::: Records for the task :::

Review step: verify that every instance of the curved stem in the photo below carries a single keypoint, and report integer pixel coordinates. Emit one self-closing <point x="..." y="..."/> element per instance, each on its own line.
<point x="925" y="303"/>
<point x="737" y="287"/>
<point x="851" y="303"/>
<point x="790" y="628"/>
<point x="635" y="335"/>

:::

So that the data stays intact, repeat all of it exactly.

Review step: verify that every instance of the curved stem in the photo below carries a single keypoint, and report integer pixel coordinates. Emit one self-closing <point x="..." y="..."/> element per instance, each on its own line.
<point x="925" y="303"/>
<point x="737" y="287"/>
<point x="851" y="303"/>
<point x="790" y="628"/>
<point x="635" y="335"/>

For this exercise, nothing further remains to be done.